● Task item: Using the listing, copy each whole line that features "tractor".

______________________________

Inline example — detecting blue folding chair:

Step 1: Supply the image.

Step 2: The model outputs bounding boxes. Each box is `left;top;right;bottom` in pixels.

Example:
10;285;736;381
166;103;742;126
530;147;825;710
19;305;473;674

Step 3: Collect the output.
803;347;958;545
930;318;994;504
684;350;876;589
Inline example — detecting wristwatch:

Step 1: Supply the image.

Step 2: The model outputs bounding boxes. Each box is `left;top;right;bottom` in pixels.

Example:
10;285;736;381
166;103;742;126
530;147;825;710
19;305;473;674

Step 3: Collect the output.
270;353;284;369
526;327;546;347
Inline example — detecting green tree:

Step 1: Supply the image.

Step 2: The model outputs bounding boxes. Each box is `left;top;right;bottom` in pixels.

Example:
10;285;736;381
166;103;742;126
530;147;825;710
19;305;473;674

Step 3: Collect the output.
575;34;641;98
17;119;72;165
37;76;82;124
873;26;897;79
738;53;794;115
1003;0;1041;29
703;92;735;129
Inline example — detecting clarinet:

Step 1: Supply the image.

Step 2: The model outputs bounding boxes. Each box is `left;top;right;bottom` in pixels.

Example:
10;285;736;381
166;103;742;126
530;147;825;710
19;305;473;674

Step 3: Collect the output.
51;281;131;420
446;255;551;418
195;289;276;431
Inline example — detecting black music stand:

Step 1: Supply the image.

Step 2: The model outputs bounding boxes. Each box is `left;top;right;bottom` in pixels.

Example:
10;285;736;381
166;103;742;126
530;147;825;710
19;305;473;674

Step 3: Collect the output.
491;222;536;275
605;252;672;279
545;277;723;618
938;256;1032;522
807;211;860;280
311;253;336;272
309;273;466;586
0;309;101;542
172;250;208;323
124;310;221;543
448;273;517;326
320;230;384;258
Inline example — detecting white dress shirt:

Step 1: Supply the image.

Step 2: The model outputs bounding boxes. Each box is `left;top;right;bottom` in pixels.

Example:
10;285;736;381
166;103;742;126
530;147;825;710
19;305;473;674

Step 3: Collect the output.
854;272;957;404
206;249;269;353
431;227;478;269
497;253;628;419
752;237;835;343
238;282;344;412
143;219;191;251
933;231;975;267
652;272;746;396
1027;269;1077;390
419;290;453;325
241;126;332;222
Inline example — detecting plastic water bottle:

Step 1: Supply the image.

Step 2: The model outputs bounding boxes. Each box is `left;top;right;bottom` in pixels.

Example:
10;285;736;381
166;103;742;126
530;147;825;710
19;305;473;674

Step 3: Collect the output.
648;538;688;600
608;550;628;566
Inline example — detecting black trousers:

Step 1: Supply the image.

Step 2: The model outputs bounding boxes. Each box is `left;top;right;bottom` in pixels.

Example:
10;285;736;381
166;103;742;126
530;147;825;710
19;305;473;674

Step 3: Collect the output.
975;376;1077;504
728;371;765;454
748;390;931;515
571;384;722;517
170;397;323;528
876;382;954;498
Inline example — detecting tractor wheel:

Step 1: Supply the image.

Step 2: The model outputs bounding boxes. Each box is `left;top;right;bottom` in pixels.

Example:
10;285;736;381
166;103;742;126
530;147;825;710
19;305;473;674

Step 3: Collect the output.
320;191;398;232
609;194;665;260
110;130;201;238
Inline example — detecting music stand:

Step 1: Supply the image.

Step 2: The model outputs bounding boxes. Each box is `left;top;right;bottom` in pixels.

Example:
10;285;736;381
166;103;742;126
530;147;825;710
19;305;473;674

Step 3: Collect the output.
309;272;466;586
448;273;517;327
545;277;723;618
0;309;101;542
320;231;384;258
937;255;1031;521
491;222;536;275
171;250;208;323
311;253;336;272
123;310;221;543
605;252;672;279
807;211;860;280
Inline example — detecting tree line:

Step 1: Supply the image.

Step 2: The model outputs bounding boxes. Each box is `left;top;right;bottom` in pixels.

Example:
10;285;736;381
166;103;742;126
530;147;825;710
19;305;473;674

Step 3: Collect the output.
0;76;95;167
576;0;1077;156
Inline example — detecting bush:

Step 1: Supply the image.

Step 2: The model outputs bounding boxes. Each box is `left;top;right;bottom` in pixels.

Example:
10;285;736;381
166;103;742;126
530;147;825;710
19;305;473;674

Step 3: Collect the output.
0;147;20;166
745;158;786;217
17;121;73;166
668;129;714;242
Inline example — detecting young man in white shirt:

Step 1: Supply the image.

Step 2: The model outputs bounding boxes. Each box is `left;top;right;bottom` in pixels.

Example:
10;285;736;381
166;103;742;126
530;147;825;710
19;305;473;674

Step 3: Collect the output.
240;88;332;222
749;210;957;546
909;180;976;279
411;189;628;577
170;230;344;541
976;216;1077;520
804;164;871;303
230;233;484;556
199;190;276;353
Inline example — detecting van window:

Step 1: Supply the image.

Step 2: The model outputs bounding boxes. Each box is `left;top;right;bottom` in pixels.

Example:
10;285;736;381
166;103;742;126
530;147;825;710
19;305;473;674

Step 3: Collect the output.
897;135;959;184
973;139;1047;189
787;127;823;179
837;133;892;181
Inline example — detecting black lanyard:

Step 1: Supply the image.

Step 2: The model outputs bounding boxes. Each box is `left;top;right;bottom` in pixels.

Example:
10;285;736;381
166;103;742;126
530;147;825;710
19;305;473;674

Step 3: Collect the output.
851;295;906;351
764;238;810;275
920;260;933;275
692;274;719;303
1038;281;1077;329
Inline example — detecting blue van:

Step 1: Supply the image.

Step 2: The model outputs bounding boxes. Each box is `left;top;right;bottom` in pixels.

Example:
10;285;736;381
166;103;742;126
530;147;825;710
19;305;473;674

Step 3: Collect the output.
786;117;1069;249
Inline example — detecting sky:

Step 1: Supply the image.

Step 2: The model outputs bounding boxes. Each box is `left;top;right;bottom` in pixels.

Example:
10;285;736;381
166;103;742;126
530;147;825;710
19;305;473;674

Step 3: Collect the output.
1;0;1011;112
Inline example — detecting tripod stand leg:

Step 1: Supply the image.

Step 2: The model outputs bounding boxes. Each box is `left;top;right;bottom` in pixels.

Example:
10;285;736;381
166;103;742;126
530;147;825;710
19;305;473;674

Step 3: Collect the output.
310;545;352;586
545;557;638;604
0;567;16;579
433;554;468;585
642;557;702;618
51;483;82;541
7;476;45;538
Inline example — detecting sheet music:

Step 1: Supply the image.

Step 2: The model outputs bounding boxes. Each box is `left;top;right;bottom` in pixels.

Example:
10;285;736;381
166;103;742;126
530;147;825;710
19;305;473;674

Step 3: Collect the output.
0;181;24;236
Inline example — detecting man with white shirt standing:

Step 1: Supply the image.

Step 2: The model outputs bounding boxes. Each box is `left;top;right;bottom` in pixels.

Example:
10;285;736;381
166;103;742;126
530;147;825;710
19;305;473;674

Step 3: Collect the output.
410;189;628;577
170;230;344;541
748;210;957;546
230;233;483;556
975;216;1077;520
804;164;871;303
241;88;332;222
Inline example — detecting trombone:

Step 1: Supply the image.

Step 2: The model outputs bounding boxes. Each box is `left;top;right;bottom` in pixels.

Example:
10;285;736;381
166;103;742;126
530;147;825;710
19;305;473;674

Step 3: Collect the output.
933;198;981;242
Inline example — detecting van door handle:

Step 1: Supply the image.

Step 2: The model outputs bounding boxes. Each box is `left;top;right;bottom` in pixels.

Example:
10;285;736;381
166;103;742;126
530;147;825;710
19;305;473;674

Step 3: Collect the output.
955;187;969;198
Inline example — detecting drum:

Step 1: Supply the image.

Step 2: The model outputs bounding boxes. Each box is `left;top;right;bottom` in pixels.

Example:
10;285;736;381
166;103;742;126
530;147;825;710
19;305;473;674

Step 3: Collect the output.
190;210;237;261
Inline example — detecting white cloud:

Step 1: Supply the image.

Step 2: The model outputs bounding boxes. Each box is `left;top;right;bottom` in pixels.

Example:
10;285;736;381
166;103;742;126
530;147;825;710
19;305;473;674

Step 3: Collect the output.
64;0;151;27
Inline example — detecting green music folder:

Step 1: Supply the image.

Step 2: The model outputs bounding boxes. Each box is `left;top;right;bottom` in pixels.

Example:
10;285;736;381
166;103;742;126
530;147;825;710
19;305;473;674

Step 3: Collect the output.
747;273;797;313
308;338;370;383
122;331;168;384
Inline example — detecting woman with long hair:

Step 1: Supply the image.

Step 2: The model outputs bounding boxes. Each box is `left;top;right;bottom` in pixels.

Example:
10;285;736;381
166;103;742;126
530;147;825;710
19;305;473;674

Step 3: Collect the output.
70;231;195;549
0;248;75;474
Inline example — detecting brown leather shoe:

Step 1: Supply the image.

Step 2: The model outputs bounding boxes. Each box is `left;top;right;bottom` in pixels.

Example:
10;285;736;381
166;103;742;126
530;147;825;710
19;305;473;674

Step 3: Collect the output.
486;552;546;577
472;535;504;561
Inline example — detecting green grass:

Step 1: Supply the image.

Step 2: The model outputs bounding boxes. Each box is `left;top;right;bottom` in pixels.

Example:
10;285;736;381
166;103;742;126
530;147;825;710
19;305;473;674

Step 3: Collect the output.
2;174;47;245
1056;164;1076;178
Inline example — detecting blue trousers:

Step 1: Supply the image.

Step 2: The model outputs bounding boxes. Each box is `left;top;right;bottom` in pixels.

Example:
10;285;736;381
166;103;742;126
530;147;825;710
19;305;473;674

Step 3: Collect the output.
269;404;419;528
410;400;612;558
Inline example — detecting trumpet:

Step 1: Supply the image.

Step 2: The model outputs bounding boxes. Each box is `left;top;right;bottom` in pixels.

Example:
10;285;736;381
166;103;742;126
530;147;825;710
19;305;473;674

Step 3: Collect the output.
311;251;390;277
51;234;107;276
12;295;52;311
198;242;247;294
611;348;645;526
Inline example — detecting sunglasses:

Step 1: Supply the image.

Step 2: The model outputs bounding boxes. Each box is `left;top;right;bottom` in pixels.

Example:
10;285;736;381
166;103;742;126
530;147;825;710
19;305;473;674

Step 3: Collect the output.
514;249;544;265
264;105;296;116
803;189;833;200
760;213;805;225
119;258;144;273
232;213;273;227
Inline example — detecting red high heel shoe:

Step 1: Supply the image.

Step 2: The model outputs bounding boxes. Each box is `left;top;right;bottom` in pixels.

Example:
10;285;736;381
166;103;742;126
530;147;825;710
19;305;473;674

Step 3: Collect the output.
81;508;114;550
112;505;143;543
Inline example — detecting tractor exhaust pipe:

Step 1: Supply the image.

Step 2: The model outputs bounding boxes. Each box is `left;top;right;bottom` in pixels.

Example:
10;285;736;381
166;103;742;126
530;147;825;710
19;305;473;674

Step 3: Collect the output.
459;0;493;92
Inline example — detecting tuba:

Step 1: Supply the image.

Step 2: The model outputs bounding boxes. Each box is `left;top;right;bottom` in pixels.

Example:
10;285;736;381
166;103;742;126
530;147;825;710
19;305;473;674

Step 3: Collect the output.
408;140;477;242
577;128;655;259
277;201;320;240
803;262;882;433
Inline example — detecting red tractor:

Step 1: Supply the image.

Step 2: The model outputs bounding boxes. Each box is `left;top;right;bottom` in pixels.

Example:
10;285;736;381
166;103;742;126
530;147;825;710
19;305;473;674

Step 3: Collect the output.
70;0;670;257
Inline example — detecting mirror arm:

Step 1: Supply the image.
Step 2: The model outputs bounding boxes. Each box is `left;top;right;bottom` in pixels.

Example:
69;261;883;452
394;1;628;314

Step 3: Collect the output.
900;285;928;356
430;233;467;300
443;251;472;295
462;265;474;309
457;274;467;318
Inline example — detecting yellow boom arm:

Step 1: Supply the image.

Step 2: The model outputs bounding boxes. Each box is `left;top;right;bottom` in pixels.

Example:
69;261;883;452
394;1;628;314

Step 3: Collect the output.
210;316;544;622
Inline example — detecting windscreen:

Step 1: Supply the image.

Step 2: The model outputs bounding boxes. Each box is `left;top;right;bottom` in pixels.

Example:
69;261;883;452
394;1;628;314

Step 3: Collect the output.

______________________________

● Exercise solution:
Inline example — detecting tractor wheel:
Inline example — detecting tractor exhaust pipe:
Inline example — detecting red tractor:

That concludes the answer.